- Job
Arrange the part of the listing below that opens with the line containing "like x=214, y=318." and closes with the line containing "x=218, y=380" as a numbered list, including both of those lines, leaving out blank lines, and giving nothing else.

- The records
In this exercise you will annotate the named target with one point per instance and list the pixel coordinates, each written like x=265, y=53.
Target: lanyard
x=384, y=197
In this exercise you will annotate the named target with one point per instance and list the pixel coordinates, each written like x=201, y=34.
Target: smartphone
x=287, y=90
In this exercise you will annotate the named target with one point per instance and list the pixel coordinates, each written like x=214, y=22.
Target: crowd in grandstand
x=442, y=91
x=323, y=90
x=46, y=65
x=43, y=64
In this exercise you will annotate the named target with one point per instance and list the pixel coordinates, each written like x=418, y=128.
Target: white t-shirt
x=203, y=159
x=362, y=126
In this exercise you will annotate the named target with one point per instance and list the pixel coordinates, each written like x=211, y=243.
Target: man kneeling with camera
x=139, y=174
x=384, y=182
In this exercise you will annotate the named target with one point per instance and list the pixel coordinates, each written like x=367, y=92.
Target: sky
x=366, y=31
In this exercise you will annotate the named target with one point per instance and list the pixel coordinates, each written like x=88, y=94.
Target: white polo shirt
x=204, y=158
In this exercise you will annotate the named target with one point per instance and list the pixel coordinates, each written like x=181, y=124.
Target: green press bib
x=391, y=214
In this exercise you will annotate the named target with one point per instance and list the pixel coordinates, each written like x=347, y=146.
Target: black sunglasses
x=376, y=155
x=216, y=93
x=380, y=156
==
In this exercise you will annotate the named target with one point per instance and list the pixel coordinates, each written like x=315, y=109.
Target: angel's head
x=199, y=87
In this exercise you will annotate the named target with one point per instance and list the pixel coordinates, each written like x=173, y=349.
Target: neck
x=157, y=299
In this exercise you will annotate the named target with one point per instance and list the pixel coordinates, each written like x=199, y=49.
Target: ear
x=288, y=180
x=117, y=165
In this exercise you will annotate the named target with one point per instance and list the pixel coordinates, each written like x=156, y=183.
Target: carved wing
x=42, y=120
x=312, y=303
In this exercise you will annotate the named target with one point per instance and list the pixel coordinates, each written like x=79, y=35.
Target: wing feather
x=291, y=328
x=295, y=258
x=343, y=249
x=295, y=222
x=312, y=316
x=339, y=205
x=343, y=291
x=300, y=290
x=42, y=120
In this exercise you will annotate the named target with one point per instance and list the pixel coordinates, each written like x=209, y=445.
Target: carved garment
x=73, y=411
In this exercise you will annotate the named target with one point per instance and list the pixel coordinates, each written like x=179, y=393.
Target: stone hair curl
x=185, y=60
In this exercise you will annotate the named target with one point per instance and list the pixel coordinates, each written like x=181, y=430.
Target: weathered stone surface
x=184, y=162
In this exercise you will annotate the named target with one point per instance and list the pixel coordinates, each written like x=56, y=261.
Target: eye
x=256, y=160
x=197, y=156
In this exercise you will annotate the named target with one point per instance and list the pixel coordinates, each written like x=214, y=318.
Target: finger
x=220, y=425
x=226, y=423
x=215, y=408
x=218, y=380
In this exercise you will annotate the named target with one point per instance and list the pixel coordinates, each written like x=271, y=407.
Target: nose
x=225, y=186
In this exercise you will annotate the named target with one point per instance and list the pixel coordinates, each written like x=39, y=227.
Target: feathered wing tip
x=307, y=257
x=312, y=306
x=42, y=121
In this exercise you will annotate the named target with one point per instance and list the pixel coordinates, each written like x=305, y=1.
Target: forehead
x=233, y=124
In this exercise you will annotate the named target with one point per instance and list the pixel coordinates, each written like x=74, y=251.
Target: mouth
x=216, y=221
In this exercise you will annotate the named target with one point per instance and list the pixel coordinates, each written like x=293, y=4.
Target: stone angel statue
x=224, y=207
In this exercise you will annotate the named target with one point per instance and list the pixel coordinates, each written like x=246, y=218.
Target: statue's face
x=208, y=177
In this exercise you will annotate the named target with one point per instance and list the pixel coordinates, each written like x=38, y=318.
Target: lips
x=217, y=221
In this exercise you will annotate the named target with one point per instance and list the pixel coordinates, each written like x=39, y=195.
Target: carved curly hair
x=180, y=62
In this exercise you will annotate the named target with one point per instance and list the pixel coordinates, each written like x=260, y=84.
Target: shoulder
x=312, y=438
---
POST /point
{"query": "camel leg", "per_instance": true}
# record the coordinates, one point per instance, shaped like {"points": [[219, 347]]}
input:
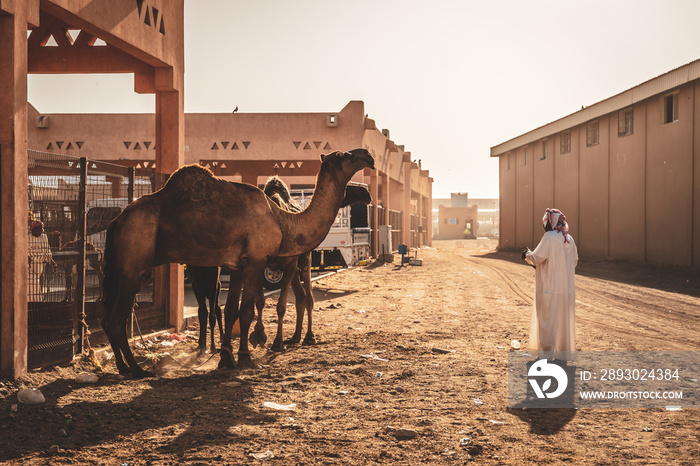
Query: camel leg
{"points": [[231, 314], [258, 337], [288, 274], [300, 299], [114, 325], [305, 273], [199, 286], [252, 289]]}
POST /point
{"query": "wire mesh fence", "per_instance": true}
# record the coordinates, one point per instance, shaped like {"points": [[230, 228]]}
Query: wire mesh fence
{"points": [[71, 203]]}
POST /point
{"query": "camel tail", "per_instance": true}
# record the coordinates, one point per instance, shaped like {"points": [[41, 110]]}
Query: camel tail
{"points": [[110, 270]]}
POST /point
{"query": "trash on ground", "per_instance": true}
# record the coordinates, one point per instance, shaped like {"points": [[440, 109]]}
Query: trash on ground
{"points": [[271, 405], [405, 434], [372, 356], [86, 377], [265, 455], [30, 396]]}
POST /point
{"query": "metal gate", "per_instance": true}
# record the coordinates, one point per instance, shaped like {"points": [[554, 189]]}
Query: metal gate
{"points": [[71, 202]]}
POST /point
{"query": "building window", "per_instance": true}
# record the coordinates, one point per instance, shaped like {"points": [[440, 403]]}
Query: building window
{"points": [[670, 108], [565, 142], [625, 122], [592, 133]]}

- Completed exercise
1. In this exercise you will annotate the named target with one point per instance and list the pixel coordinates, each written like x=214, y=318.
2. Target: finger
3. x=220, y=425
4. x=226, y=423
5. x=215, y=408
6. x=218, y=380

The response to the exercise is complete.